**TASK PROMPT**
Go through the records underneath and write each one out again exactly.

• • • • • • •

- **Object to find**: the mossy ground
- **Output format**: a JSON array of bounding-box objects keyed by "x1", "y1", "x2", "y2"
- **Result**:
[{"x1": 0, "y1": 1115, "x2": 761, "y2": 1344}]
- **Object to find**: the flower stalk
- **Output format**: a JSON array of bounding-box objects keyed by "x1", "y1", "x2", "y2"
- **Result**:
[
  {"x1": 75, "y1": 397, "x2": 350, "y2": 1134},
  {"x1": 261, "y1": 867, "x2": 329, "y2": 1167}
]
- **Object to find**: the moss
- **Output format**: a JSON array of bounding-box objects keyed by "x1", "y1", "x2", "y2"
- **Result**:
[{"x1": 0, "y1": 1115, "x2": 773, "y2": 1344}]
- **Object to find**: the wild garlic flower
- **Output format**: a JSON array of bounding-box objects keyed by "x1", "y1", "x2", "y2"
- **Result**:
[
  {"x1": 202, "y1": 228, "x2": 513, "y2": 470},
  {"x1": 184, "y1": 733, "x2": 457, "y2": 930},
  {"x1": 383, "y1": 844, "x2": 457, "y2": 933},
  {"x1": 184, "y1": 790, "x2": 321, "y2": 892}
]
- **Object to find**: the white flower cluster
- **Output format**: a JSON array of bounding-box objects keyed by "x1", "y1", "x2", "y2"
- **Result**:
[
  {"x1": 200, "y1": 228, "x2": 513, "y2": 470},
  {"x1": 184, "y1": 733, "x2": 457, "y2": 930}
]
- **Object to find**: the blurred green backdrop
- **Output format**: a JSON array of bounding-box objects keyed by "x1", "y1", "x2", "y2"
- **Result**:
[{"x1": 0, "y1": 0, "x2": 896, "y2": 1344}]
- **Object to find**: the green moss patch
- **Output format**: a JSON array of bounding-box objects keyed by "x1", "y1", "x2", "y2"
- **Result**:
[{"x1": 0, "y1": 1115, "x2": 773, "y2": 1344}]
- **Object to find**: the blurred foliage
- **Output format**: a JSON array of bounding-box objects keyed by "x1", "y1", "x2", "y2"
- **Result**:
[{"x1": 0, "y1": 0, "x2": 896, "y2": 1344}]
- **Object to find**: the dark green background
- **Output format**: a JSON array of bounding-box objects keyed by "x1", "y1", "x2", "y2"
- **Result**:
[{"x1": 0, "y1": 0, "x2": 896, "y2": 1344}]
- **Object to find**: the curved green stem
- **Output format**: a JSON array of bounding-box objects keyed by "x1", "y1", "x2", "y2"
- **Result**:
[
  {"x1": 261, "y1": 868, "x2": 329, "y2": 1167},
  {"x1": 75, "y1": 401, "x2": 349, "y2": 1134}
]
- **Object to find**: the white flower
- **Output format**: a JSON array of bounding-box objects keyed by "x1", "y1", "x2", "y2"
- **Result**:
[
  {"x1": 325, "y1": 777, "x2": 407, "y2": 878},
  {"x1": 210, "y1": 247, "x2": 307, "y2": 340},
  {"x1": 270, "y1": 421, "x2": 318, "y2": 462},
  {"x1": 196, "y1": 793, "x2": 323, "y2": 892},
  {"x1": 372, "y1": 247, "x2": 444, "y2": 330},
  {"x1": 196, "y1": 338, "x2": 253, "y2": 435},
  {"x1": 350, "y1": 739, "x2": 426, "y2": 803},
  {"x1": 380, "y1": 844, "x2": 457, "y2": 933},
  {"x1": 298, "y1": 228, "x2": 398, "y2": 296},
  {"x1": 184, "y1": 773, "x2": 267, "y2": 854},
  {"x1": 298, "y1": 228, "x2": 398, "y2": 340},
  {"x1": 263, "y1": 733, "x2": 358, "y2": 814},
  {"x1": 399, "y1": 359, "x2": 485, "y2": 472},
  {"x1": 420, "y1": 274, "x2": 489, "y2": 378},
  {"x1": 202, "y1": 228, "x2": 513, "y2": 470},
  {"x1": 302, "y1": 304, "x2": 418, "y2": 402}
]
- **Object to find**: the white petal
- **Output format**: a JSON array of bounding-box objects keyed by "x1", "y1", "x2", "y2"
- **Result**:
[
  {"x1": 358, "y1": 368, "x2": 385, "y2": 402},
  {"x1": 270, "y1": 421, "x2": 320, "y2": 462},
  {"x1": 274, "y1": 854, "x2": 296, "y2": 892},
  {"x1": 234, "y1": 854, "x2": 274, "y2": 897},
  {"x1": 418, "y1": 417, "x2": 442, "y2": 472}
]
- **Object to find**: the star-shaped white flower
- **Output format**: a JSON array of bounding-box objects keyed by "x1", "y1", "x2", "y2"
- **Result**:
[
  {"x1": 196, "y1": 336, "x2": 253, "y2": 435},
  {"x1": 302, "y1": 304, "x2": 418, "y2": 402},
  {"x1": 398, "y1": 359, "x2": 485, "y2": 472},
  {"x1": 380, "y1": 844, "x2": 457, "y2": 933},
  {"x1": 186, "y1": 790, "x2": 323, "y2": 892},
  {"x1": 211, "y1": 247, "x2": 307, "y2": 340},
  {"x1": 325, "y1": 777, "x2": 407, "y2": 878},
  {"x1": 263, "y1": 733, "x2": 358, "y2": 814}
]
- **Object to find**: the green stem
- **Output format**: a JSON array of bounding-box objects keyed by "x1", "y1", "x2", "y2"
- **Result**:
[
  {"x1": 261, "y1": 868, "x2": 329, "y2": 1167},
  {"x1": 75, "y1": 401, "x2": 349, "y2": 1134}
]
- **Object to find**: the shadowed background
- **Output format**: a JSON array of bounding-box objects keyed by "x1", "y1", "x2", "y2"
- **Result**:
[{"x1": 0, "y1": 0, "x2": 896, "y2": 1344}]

• • • • • • •

**OUTPUT OF THE EXERCISE**
- **Object to find**: the mossy ground
- **Output format**: a JSON array of bounding-box objects keyed by "x1", "y1", "x2", "y2"
- **Result**:
[{"x1": 0, "y1": 1115, "x2": 761, "y2": 1344}]
- **Object to find**: the flower stalk
- **Output format**: a JSON array of bounding-box objects keyed by "x1", "y1", "x2", "y2"
- **Result**:
[
  {"x1": 75, "y1": 397, "x2": 350, "y2": 1134},
  {"x1": 261, "y1": 867, "x2": 329, "y2": 1167}
]
- **Object to find**: the moss
- **Output format**: a JSON array of bounding-box objects keyed by "x1", "y1", "x2", "y2"
- **Result**:
[{"x1": 0, "y1": 1115, "x2": 773, "y2": 1344}]
- **Object to find**: the wild garlic flower
- **Output format**: a JSON array of bounding-box objects keyed by "x1", "y1", "x2", "y2"
- **Result**:
[
  {"x1": 202, "y1": 228, "x2": 513, "y2": 470},
  {"x1": 184, "y1": 733, "x2": 457, "y2": 930},
  {"x1": 383, "y1": 844, "x2": 457, "y2": 933},
  {"x1": 184, "y1": 790, "x2": 321, "y2": 892}
]
- **Object to find**: the white flower cluster
- **Output format**: a JSON array of bounding-box objects keyed by "x1", "y1", "x2", "y2"
- **Result**:
[
  {"x1": 200, "y1": 228, "x2": 513, "y2": 470},
  {"x1": 184, "y1": 733, "x2": 457, "y2": 930}
]
- **Object to find**: the blurred green backdrop
- **Output format**: a JSON array of bounding-box objects keyed by "x1", "y1", "x2", "y2"
- **Result**:
[{"x1": 0, "y1": 0, "x2": 896, "y2": 1344}]
- **Object to find**: the green moss patch
- **Output format**: a JSON array of bounding-box objects keyed by "x1", "y1", "x2", "y2"
- **Result**:
[{"x1": 0, "y1": 1115, "x2": 773, "y2": 1344}]
- **Object to find**: the blurred foliage
- **Output format**: a JSON array of bounding-box objects keyed by "x1", "y1", "x2", "y2"
- **Result**:
[{"x1": 0, "y1": 0, "x2": 896, "y2": 1344}]
- **Object to find**: the dark green background
- **Output format**: a JSON array of bounding-box objects keyed by "x1", "y1", "x2", "y2"
- **Result**:
[{"x1": 0, "y1": 0, "x2": 896, "y2": 1344}]
- **Object to find**: the curved green stem
- **Output format**: a JSON array of bounding-box objects keyed by "x1", "y1", "x2", "y2"
- **Result**:
[
  {"x1": 261, "y1": 868, "x2": 329, "y2": 1167},
  {"x1": 75, "y1": 401, "x2": 349, "y2": 1134}
]
- **Object to find**: the white flower
- **Output format**: a JSON array of bounding-box objects keyed by "x1", "y1", "x2", "y2"
- **Result**:
[
  {"x1": 325, "y1": 777, "x2": 407, "y2": 878},
  {"x1": 210, "y1": 247, "x2": 307, "y2": 340},
  {"x1": 270, "y1": 421, "x2": 318, "y2": 462},
  {"x1": 196, "y1": 793, "x2": 323, "y2": 892},
  {"x1": 372, "y1": 247, "x2": 444, "y2": 330},
  {"x1": 196, "y1": 338, "x2": 253, "y2": 435},
  {"x1": 350, "y1": 739, "x2": 426, "y2": 803},
  {"x1": 380, "y1": 844, "x2": 457, "y2": 933},
  {"x1": 298, "y1": 228, "x2": 398, "y2": 296},
  {"x1": 184, "y1": 773, "x2": 267, "y2": 854},
  {"x1": 298, "y1": 228, "x2": 398, "y2": 340},
  {"x1": 263, "y1": 733, "x2": 358, "y2": 814},
  {"x1": 399, "y1": 359, "x2": 485, "y2": 472},
  {"x1": 420, "y1": 274, "x2": 489, "y2": 378},
  {"x1": 202, "y1": 228, "x2": 513, "y2": 470},
  {"x1": 302, "y1": 304, "x2": 418, "y2": 402}
]
- **Object to find**: the white petal
- **Output format**: a JSON array of bounding-box objects keyed by "x1", "y1", "x2", "y2"
- **Result**:
[
  {"x1": 358, "y1": 368, "x2": 385, "y2": 402},
  {"x1": 270, "y1": 421, "x2": 320, "y2": 462},
  {"x1": 274, "y1": 854, "x2": 296, "y2": 892},
  {"x1": 234, "y1": 854, "x2": 274, "y2": 897},
  {"x1": 418, "y1": 417, "x2": 442, "y2": 472}
]
- **Object to find**: the star-shaped white flower
- **Output format**: a JSON array of bounding-box objects keyed by "x1", "y1", "x2", "y2"
- **Result**:
[
  {"x1": 196, "y1": 336, "x2": 253, "y2": 435},
  {"x1": 302, "y1": 304, "x2": 418, "y2": 402},
  {"x1": 398, "y1": 359, "x2": 485, "y2": 472},
  {"x1": 380, "y1": 844, "x2": 457, "y2": 933},
  {"x1": 186, "y1": 790, "x2": 323, "y2": 892},
  {"x1": 211, "y1": 247, "x2": 307, "y2": 340},
  {"x1": 325, "y1": 777, "x2": 407, "y2": 878},
  {"x1": 263, "y1": 733, "x2": 358, "y2": 814}
]
- **Object to find**: the green stem
- **Output format**: a JSON array of bounding-box objects keyed by "x1", "y1", "x2", "y2"
- **Result**:
[
  {"x1": 261, "y1": 868, "x2": 329, "y2": 1167},
  {"x1": 75, "y1": 401, "x2": 349, "y2": 1134}
]
- **Object to find**: the shadowed background
- **Output format**: a JSON array of bounding-box objects keyed by "x1", "y1", "x2", "y2"
- **Result**:
[{"x1": 0, "y1": 0, "x2": 896, "y2": 1344}]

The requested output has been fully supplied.